| To be done |
Output every line of the rows below as a JSON list of strings, one string per line. Skip blank lines and leave the pictures out.

[Image box annotation records]
>> Begin

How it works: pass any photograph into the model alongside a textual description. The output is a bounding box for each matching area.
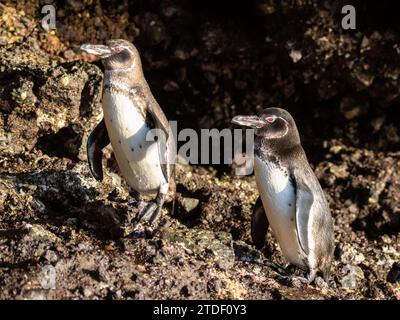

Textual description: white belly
[103,92,165,193]
[254,157,304,266]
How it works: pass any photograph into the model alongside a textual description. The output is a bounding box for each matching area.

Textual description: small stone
[60,75,69,87]
[179,197,199,213]
[340,265,364,290]
[387,262,400,283]
[289,50,303,63]
[25,224,59,242]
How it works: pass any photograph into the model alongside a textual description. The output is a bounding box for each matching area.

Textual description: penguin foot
[136,202,157,223]
[292,270,317,284]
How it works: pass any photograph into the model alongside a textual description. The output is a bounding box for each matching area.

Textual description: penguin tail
[169,168,176,215]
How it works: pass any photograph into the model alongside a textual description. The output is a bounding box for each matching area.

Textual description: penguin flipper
[251,197,269,249]
[291,172,314,255]
[86,118,110,181]
[147,103,171,182]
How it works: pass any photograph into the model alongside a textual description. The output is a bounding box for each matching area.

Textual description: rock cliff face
[0,0,400,299]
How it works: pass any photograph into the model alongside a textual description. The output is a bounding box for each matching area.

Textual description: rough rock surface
[0,0,400,299]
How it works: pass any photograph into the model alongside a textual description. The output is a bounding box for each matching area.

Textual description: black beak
[232,116,265,129]
[79,43,113,58]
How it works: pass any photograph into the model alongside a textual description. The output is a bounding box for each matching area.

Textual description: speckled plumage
[232,108,333,282]
[81,40,175,223]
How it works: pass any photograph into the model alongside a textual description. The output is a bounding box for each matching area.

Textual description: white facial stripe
[276,117,289,139]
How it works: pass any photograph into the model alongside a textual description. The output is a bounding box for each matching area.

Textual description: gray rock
[160,221,235,269]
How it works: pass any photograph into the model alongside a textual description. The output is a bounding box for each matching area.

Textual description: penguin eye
[265,116,276,123]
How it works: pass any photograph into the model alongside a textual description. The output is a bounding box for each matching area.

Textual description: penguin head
[232,108,300,144]
[80,39,141,70]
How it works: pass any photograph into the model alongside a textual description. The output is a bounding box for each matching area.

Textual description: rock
[289,50,303,63]
[387,262,400,283]
[340,264,364,290]
[340,96,369,120]
[160,222,235,270]
[178,197,199,213]
[25,224,59,242]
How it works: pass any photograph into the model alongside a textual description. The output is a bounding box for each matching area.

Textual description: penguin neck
[104,65,147,90]
[254,137,304,162]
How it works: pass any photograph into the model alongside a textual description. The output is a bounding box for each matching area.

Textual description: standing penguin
[232,108,334,283]
[80,40,175,224]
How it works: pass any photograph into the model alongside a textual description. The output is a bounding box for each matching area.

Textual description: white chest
[103,92,165,193]
[254,157,303,265]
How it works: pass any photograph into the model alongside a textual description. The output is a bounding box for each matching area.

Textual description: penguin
[232,108,334,284]
[80,39,175,225]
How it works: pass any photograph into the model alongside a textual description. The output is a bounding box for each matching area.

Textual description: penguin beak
[79,43,113,58]
[232,116,265,129]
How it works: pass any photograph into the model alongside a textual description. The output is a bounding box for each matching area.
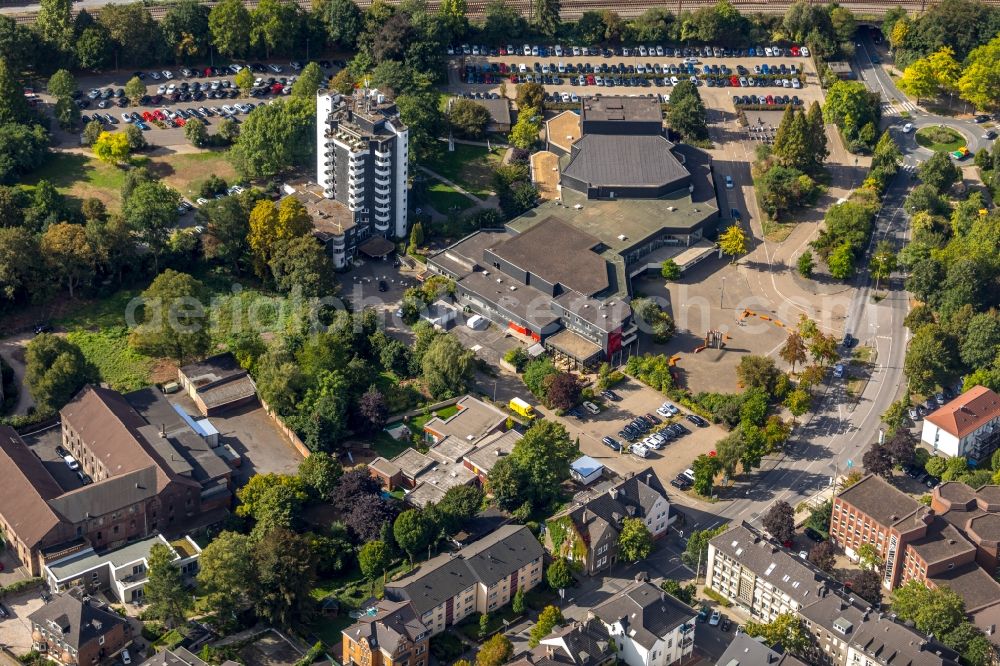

>> End

| Task output |
[
  "How it works: pass any photograph into the model alongside a textual description. The output is a bounding box for each matching area.",
  "Textual description: white belly",
  "[103,92,165,193]",
  "[254,157,304,266]",
  "How it works: pass any photograph into the model alongside a textual description. The output is a bounding box for each matching area.",
  "Textual description: small stone",
  "[60,75,69,87]",
  "[179,197,199,213]",
  "[340,265,364,290]",
  "[387,262,400,283]",
  "[289,50,303,63]",
  "[25,224,59,242]",
  "How it works: pass any photograph into the model alongside a textual description. The output is a bounding box for each matching area.",
  "Textual description: penguin foot",
  "[136,202,157,223]",
  "[292,270,317,284]",
  "How it works: pass any photograph into the model alongside a textual description. The output is a bounding box for each matching area.",
  "Textual description: penguin tail",
  "[169,168,176,215]",
  "How it works: pass any photograph into the model alongside a textual description. The output is a bounding box for each matching area.",
  "Textual description: penguin flipper",
  "[251,197,269,249]",
  "[291,172,314,255]",
  "[86,118,110,181]",
  "[147,103,171,182]",
  "How it works: pass any photograph into the model alongside a textual description. The output is a bounding box for each matching area.",
  "Textual description: rock cliff face",
  "[0,0,400,299]",
  "How it works: pass any photograph into the model alongside a textual description. The output is a bounding box for each matching area.",
  "Textual description: rough rock surface",
  "[0,0,400,299]",
  "How it works: pass any photograph into the model alongside a textual description. The output is a bounding box for each matching area.",
  "Textual description: black beak",
  "[232,116,265,129]",
  "[79,43,113,58]",
  "How it works: pass any photograph into the model alongside a textual description. The output is a bounding box for each matching area.",
  "Textual description: speckled plumage",
  "[232,108,333,282]",
  "[81,40,175,223]",
  "How it works: pass any photograph into the model alongside a textual description. The output is a bounding box for each matching area.",
  "Textual description: white facial stripe",
  "[276,117,289,139]",
  "How it works: pass any photograph into the model alongside a textual description. The output is a bounding box for each matching area.",
  "Textual description: gray rock",
  "[160,221,235,269]",
  "How it works: pass any photograph into the model alongside a textual description. The output is a bounding box for each matching area.",
  "Textual description: penguin eye",
  "[265,116,276,123]",
  "How it works: pass any photograph into the model alongside a textual description. The output is a bounding box for each matching area.",
  "Textual description: penguin head",
  "[232,108,300,144]",
  "[80,39,141,70]",
  "How it works: pass any photograph into the model alongside a textual description. The output is a bounding box for each matching area.",
  "Textual description: rock",
  "[289,50,303,63]",
  "[387,262,400,283]",
  "[340,264,364,290]",
  "[340,96,369,120]",
  "[160,222,235,270]",
  "[178,197,199,213]",
  "[25,224,59,242]",
  "How it works: pass any photograph into the model alongside a textual description. The output is a bounding box for each matching area.",
  "Textual description: penguin neck",
  "[104,65,147,90]",
  "[254,137,304,162]",
  "How it works: pass any photograph into the model alongside a textual description. The output is a bounding box for each matching area.",
  "Textual description: standing penguin",
  "[232,108,334,283]",
  "[80,40,175,224]",
  "How it works: pass any photograph into the model alongside a textual description. The output is a bounding box for each matching area.",
  "Textual description: white chest",
  "[103,92,165,193]",
  "[254,157,303,265]",
  "How it works: pass any photograph into the model alongside a textual description. The output is a bounding box for each matching area.",
  "Textual description: penguin",
  "[232,108,334,284]",
  "[80,39,175,225]",
  "How it works: pass any photograph into the model alongside a textual description. The output is a bounding box for each matching area.",
  "Textual description: penguin beak",
  "[79,43,113,58]",
  "[232,116,265,129]",
  "How it works: pass any photograph into the model alongside a textual description. The output is a bounding box for each matching area."
]